(Dataset rows)
┄┄┄┄┄┄┄┄┄┄┄┄┄┄┄┄┄┄┄┄

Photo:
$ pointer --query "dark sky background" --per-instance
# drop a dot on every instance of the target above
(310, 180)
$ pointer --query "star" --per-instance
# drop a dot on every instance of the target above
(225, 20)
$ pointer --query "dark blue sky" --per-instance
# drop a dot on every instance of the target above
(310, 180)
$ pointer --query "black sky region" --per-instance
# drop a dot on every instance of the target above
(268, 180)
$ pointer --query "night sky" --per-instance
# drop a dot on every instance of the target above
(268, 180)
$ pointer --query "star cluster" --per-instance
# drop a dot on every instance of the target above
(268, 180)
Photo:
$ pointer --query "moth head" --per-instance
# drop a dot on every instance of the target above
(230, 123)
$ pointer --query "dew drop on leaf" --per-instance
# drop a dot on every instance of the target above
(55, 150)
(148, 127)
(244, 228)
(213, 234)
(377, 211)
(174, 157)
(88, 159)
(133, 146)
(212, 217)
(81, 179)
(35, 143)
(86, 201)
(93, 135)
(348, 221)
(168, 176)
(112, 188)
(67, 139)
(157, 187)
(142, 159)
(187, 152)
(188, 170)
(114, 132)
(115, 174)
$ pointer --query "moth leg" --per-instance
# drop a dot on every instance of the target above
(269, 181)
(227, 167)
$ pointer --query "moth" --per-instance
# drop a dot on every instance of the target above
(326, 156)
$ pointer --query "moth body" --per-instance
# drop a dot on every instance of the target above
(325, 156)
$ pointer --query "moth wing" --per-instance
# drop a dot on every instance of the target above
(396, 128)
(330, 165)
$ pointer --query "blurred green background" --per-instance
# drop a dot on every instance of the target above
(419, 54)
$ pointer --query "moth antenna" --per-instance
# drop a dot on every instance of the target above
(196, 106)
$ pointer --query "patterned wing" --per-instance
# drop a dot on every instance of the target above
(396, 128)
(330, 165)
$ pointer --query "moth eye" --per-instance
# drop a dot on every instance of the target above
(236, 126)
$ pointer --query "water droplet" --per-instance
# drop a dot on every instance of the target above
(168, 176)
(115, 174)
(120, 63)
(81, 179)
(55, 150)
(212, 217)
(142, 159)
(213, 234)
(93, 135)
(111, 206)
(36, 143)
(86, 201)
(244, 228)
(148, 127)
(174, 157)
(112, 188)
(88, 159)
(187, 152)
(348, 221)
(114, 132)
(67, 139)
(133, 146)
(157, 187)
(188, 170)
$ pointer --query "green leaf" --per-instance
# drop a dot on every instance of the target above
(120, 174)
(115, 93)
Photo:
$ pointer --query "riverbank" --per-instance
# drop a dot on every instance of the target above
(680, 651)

┄┄┄┄┄┄┄┄┄┄┄┄┄┄┄┄┄┄┄┄

• GOAL
Set down each entry again, unchanged.

• EXPECTED OUTPUT
Photo:
$ pointer --query "dark sky background" --per-instance
# drop a dot on every instance of the target above
(310, 180)
$ pointer --query "star" --per-instance
# drop a dot on every instance of the target above
(225, 20)
$ pointer --query "dark blue sky" --per-instance
# drop a dot on every instance of the target above
(310, 180)
$ pointer --query "black sky region" --per-instance
# drop a dot on every instance of the target above
(268, 180)
$ pointer --query "night sky" --per-instance
# drop a dot on every instance of the target above
(268, 180)
$ pointer --query "star cluster" --per-instance
# drop a dot on every instance of the target above
(268, 180)
Photo:
$ pointer --query "moth head" --per-instance
# drop a dot on every instance of the target above
(230, 123)
$ pointer --query "dew drop on leaf" --per-instance
# drop a dot on every instance of the target above
(55, 150)
(148, 127)
(244, 228)
(213, 234)
(377, 211)
(174, 157)
(88, 159)
(133, 146)
(212, 217)
(81, 179)
(35, 143)
(86, 201)
(93, 135)
(348, 221)
(168, 176)
(112, 188)
(67, 139)
(157, 187)
(142, 159)
(187, 152)
(188, 170)
(114, 132)
(115, 174)
$ pointer --query "moth leg" --per-instance
# drop a dot on every instance of the target above
(269, 181)
(227, 167)
$ pointer --query "moth" --per-instance
# drop a dot on every instance of the target above
(326, 156)
$ pointer --query "moth body" --per-instance
# drop a dot on every instance of the target above
(325, 156)
$ pointer --query "moth wing" --per-instance
# drop a dot on every instance of the target above
(396, 128)
(330, 165)
$ pointer --query "blurred green background" --per-instance
# drop a dot on every instance of the target above
(419, 54)
$ pointer --query "moth antenna" --per-instance
# drop a dot on every instance of the target above
(196, 106)
$ pointer --query "patterned wing" --per-instance
# drop a dot on every instance of the target above
(396, 128)
(330, 165)
$ pointer --query "moth eye" --per-instance
# drop a dot on every instance of the target above
(236, 126)
$ pointer --query "water droplet" --per-instance
# drop a dot on every instance of the target above
(168, 176)
(115, 174)
(120, 63)
(81, 179)
(55, 150)
(212, 217)
(142, 159)
(213, 234)
(93, 135)
(111, 206)
(36, 143)
(86, 201)
(244, 228)
(148, 127)
(174, 157)
(112, 188)
(88, 159)
(187, 152)
(348, 221)
(114, 132)
(67, 139)
(133, 146)
(157, 187)
(188, 170)
$ pointer --query "green leaf" --per-instance
# drop a dot on every instance of the target above
(120, 174)
(115, 93)
Photo:
$ pointer --query "riverbank" --per-instance
# drop a dot on every instance of the target above
(680, 651)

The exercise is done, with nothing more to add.